[Some records]
****************

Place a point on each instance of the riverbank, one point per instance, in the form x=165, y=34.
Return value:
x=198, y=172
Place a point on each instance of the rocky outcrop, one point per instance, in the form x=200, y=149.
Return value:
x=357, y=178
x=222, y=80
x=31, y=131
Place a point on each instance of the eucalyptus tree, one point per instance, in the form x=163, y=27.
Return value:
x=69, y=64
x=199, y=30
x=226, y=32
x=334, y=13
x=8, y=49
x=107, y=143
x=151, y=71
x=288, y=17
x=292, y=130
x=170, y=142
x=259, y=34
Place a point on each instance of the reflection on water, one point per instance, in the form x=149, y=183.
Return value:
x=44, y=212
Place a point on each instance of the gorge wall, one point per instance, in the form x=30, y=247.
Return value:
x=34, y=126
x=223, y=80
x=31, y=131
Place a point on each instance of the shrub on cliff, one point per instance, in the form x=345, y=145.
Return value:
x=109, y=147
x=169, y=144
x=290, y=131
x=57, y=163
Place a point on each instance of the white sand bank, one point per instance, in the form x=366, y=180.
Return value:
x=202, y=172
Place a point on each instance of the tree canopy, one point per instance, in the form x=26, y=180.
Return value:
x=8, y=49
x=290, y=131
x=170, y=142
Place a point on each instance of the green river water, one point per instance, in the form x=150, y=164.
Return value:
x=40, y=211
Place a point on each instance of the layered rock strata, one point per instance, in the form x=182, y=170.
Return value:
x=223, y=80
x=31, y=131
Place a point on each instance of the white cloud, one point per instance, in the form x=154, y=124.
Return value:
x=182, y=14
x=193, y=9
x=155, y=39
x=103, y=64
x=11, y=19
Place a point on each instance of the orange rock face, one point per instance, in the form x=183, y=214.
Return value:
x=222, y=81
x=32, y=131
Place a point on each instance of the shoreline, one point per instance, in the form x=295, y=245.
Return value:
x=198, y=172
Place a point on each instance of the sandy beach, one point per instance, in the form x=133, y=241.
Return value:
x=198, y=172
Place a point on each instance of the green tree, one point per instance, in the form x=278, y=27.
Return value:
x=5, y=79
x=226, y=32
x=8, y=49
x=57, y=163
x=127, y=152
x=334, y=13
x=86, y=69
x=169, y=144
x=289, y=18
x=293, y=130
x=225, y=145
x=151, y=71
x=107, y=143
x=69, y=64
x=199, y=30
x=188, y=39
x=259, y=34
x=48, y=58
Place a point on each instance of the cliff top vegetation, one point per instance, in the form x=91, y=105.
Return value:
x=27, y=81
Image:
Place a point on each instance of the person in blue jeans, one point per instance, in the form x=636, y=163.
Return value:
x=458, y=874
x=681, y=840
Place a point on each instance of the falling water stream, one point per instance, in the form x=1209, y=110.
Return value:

****************

EXERCISE DESCRIPTION - Can you reproduce the records above, switching every "Return value:" to "Output:" and keeping everything else unchanged?

THE REPLY -
Place a point on each instance of the riverbank, one point per instance, in the form x=165, y=34.
Output:
x=198, y=172
Place a point on each instance of the rocky outcrop, one point per instance, in the form x=200, y=149.
Output:
x=357, y=178
x=222, y=80
x=31, y=131
Place a point on each instance of the eucalyptus tree, one point per instance, in the form x=163, y=27.
Output:
x=69, y=64
x=199, y=30
x=226, y=32
x=334, y=13
x=8, y=49
x=107, y=143
x=151, y=71
x=288, y=17
x=292, y=130
x=170, y=142
x=259, y=34
Place a point on each instance of the reflection on water, one point per instance, in the form x=149, y=183.
Output:
x=44, y=212
Place a point on each instance of the gorge wall, one point per instance, in the form x=30, y=247.
Output:
x=34, y=126
x=223, y=80
x=31, y=131
Place a point on each instance of the shrub on cliff, one point per instance, in the form x=345, y=145.
Output:
x=109, y=147
x=169, y=144
x=290, y=131
x=57, y=163
Place a point on each instance of the white sand bank, one point per instance, in the form x=366, y=180.
Output:
x=202, y=172
Place a point on each instance of the tree canopy, one point per instance, in the form x=26, y=180.
Output:
x=8, y=49
x=290, y=131
x=170, y=142
Place a point on each instance of the green river water, one point per instance, in the form x=150, y=164.
Output:
x=40, y=211
Place a point on each instance of the layered rock strata, one point per instance, in the form x=182, y=170.
Output:
x=223, y=80
x=31, y=131
Place a point on each instance of the white cloud, one point per instance, in the form x=154, y=124.
Output:
x=182, y=14
x=193, y=9
x=155, y=39
x=103, y=64
x=11, y=19
Place a point on each instance of the orange rock face, one point per instance, in the form x=183, y=214.
Output:
x=222, y=81
x=32, y=131
Place a point on each instance of the shoreline, one point per instance, in the form x=295, y=245.
Output:
x=198, y=172
Place a point on each instance of the sandy beach, one point per instance, in the form x=133, y=241.
Output:
x=198, y=172
Place a point on each instance of the green tree, one point per instance, in the form x=278, y=27.
Output:
x=5, y=79
x=226, y=32
x=8, y=49
x=57, y=163
x=127, y=152
x=334, y=13
x=86, y=69
x=169, y=144
x=289, y=18
x=293, y=130
x=225, y=145
x=151, y=71
x=107, y=143
x=69, y=64
x=199, y=30
x=188, y=39
x=259, y=34
x=48, y=58
Place a point on each instance of the cliff top vegetation, one point per instance, in the form x=91, y=105.
Output:
x=27, y=81
Image:
Place a point on each instance of the person in blue jeans, one point per instance, in the form x=636, y=163.
Output:
x=458, y=874
x=681, y=840
Place a point on each instance of the falling water stream, one point per instance, in the form x=1209, y=110.
Output:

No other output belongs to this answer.